Pointing dataset excerpts:
[Start]

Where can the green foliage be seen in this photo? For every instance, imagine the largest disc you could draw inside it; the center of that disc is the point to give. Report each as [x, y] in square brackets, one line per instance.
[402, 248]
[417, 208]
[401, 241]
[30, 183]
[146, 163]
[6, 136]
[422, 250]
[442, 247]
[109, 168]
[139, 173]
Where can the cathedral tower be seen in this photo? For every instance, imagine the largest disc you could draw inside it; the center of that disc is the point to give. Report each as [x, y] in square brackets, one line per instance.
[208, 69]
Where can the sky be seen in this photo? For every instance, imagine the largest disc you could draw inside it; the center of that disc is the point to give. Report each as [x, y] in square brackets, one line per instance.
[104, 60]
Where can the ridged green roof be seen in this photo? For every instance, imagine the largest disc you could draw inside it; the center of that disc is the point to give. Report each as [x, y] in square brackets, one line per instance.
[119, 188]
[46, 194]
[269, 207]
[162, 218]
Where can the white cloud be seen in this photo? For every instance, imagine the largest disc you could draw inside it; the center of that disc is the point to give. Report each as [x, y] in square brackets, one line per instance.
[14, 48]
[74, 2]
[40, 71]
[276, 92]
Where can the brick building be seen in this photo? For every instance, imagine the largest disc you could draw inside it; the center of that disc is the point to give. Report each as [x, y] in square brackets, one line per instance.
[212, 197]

[End]

◆ WRITTEN TASK ◆
Print every line of the listing above without changing anything.

◆ SOLUTION ◆
Where can the green foliage be seen in this photo? For every instance, imagine the largest disc you could draw inside it; the center of that disc is the point to give. Report each as [x, y] in square brackets, one line per instance.
[402, 248]
[417, 208]
[401, 241]
[30, 183]
[146, 163]
[6, 136]
[422, 250]
[442, 247]
[109, 168]
[139, 173]
Where can the cathedral tower be seen in this photo? For every instance, imagine the largest disc you could draw inside it; the center of that disc is the point to give. Report each as [x, y] in square brackets, one line per instance.
[208, 69]
Where can the sky be seen in this photo? For every instance, imagine the largest disc you could draw inside it; the center of that disc is the point to give. Report each as [x, y] in square brackets, one line per instance.
[104, 60]
Where can the ridged green roof be seen in this photo? For every instance, imagine the largest disc you could draw inside it; the center of that disc is the point to give. Report each as [x, y] in square brackets, one line per instance.
[119, 188]
[46, 194]
[269, 207]
[162, 218]
Where can the white cloud be seen in this photo? For every instance, imagine the largest disc you could draw inside it; the center of that disc is the point to give. Report each as [x, y] in square brackets, one line per instance.
[14, 48]
[74, 2]
[40, 71]
[276, 92]
Where can the brick building be seen in this photo? For every instance, imagine the largest disc you could draw inside it; the center of that disc is the point to give. Report each as [x, y] in square brackets, one line per instance.
[212, 197]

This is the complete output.